### Quoted text:

____

Under an Alford plea, the defendant does not admit to committing a crime and Allen asserted his innocence, but admitted the prosecution would likely win the case if it went to trial. Allen said that he was entering the pleas because, under the plea agreement, he would have time to get out of prison and spend time with his children before they are fully grown.
Allen was charged in February 2008 with four counts of assault with a weapon and a count of criminal endangerment, all felonies, after he was accused of cutting a man’s hand at some point between Christmas 2007 and New Year’s Day 2008, and, on Jan. 27, 2008, striking the same man with a gun while trying to collect a $250 debt.
The charges also alleged that during that incident, the gun discharged, breaking the rear window of the vehicle the group was in, leading to the criminal endagerment charge, and that Allen threatened the driver of the vehicle. A felony count of intimidation later was added, alleging Allen had made additional threats to the driver.
The first count was to be tried separately, and, after a two-day trial in October 2008, a jury convicted Allen of two counts of assault with a weapon and the count of criminal endangerment.

____

### Source data:
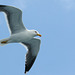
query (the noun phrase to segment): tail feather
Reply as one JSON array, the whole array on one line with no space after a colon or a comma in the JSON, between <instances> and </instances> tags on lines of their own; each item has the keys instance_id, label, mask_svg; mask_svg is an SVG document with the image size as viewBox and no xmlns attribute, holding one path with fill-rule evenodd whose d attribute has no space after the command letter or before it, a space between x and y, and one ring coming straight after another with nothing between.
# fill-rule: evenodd
<instances>
[{"instance_id":1,"label":"tail feather","mask_svg":"<svg viewBox=\"0 0 75 75\"><path fill-rule=\"evenodd\" d=\"M8 44L8 40L9 40L8 38L0 40L0 46Z\"/></svg>"}]
</instances>

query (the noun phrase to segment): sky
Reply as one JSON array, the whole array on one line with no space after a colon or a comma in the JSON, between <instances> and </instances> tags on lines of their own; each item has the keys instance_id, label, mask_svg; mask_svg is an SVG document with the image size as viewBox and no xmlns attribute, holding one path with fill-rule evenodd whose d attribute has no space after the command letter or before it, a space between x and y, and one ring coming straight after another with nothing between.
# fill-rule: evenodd
<instances>
[{"instance_id":1,"label":"sky","mask_svg":"<svg viewBox=\"0 0 75 75\"><path fill-rule=\"evenodd\" d=\"M22 10L27 29L42 37L39 54L26 75L75 75L74 0L0 0ZM10 36L0 12L0 39ZM0 46L0 75L24 75L26 49L18 44Z\"/></svg>"}]
</instances>

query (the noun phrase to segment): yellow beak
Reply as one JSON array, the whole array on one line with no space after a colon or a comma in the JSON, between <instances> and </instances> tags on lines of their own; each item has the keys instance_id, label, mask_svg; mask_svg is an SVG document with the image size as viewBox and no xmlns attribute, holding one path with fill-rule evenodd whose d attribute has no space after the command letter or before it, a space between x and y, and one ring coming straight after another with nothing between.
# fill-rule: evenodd
<instances>
[{"instance_id":1,"label":"yellow beak","mask_svg":"<svg viewBox=\"0 0 75 75\"><path fill-rule=\"evenodd\" d=\"M37 34L37 35L41 37L41 34Z\"/></svg>"}]
</instances>

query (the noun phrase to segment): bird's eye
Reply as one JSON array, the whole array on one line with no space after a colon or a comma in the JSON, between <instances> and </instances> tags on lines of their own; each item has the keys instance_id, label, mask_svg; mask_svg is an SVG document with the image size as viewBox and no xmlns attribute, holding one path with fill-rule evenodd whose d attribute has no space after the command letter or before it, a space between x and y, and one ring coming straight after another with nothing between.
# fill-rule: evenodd
<instances>
[{"instance_id":1,"label":"bird's eye","mask_svg":"<svg viewBox=\"0 0 75 75\"><path fill-rule=\"evenodd\" d=\"M37 33L37 31L35 31L35 33Z\"/></svg>"}]
</instances>

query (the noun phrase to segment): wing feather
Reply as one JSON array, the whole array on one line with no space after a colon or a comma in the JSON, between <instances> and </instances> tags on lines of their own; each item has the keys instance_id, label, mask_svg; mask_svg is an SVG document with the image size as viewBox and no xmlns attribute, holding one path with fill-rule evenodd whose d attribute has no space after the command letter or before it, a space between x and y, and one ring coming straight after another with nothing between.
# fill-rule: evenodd
<instances>
[{"instance_id":1,"label":"wing feather","mask_svg":"<svg viewBox=\"0 0 75 75\"><path fill-rule=\"evenodd\" d=\"M22 42L28 48L25 61L25 73L32 67L40 49L40 39L33 38L29 42Z\"/></svg>"}]
</instances>

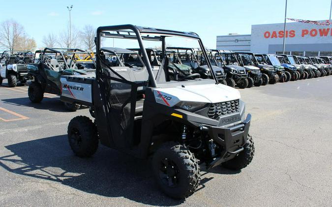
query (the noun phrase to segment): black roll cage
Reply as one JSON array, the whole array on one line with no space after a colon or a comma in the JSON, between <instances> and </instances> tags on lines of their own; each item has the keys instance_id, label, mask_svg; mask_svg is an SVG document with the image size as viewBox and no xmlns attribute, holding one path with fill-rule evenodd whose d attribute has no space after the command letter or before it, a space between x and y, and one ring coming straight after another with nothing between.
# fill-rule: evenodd
<instances>
[{"instance_id":1,"label":"black roll cage","mask_svg":"<svg viewBox=\"0 0 332 207\"><path fill-rule=\"evenodd\" d=\"M126 30L130 29L131 31ZM111 33L109 31L115 32ZM146 34L145 35L142 35ZM151 36L151 34L159 35L160 36ZM99 26L97 29L97 36L95 39L96 57L100 58L99 50L100 50L100 38L101 37L110 37L114 38L132 39L136 39L138 42L140 48L143 54L143 61L145 62L147 69L149 73L149 80L151 86L153 87L157 87L157 82L153 76L152 67L148 58L148 54L143 44L143 41L157 41L162 42L162 52L163 56L166 55L166 45L165 38L168 36L179 36L195 39L198 40L200 46L203 51L206 58L208 58L205 51L205 48L203 44L202 40L199 36L194 32L186 32L177 31L173 31L166 29L157 29L155 28L136 26L132 25L122 25L113 26ZM208 66L211 70L212 77L216 84L218 84L217 79L214 73L212 70L212 66L210 61L208 61ZM102 75L101 67L99 61L97 62L97 70L96 70L96 78L99 78ZM115 72L117 75L121 77L118 73Z\"/></svg>"}]
</instances>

____

### Work instructions:
(1) Extract the portion of the passage about Allen's case between "The charges also" and "of criminal endangerment.", inclusive.
(2) Gather every row that contains the word "noun".
The passage about Allen's case and the rows come from separate, unrelated sources.

### Task answers:
(1)
The charges also alleged that during that incident, the gun discharged, breaking the rear window of the vehicle the group was in, leading to the criminal endagerment charge, and that Allen threatened the driver of the vehicle. A felony count of intimidation later was added, alleging Allen had made additional threats to the driver.
The first count was to be tried separately, and, after a two-day trial in October 2008, a jury convicted Allen of two counts of assault with a weapon and the count of criminal endangerment.

(2)
query (the noun phrase to segment): tail feather
query (the noun phrase to segment): sky
query (the noun phrase to segment): yellow beak
query (the noun phrase to segment): bird's eye
query (the noun phrase to segment): wing feather
query (the noun phrase to segment): black roll cage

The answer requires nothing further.